Goal: Rewrite the records below as a JSON list of strings with one string per line, skipping blank lines. Leave the pictures out of the answer.

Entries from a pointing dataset
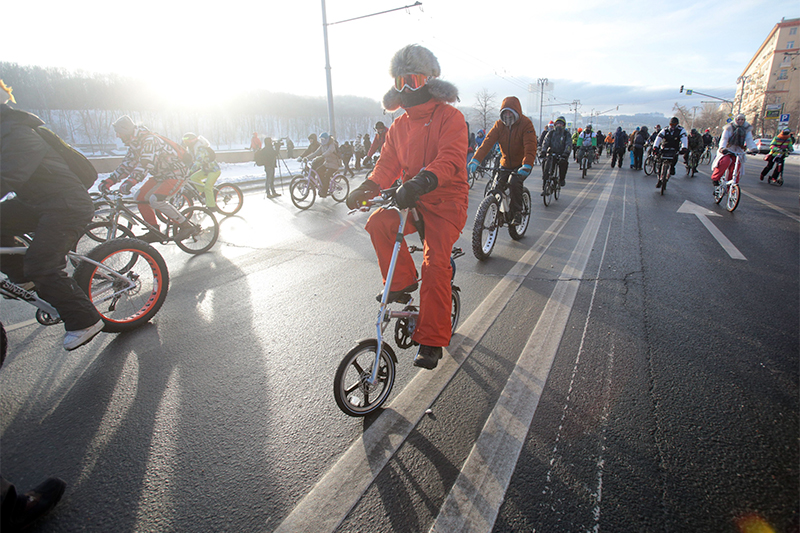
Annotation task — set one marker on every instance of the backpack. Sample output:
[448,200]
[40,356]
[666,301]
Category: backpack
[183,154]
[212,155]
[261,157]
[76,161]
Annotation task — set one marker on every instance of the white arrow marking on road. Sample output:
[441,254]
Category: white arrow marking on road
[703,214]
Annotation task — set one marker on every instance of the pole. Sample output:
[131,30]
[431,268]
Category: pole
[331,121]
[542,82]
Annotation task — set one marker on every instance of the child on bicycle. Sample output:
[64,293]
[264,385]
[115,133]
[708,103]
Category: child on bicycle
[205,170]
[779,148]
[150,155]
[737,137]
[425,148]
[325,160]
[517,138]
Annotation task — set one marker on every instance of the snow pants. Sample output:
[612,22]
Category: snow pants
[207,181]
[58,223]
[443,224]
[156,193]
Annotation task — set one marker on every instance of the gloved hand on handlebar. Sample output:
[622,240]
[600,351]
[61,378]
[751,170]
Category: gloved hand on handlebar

Exercise response:
[
  "Annotation task — set one marker on every instance of the backpack. Sample output:",
  "[448,200]",
  "[40,356]",
  "[666,301]",
  "Category: backpack",
  "[183,154]",
  "[212,155]",
  "[261,157]",
  "[76,161]",
  "Annotation task — set one marker on every instance of the white arrow marking on road. Sample output:",
  "[441,254]",
  "Category: white arrow marking on road",
  "[703,214]",
  "Annotation task — set one marker on every instance of the pole. Sample output:",
  "[131,30]",
  "[431,268]",
  "Category: pole",
  "[331,121]",
  "[542,82]",
  "Annotation task — set one marker on every instance of the child on bicycle. Sample output:",
  "[64,293]",
  "[264,385]",
  "[115,133]",
  "[708,103]",
  "Category: child on bicycle",
  "[205,170]",
  "[779,148]",
  "[150,155]",
  "[737,137]",
  "[425,148]",
  "[325,160]",
  "[517,138]",
  "Annotation task — set one marker on every instance of the snow pants. Sample output:",
  "[612,22]",
  "Category: snow pants",
  "[207,181]",
  "[58,223]",
  "[443,224]",
  "[156,193]",
  "Annotation task — set one marker on every instance of the gloved hand on handlebar. Sample output:",
  "[622,240]",
  "[600,351]",
  "[61,378]",
  "[751,170]",
  "Category: gloved hand on handlebar"
]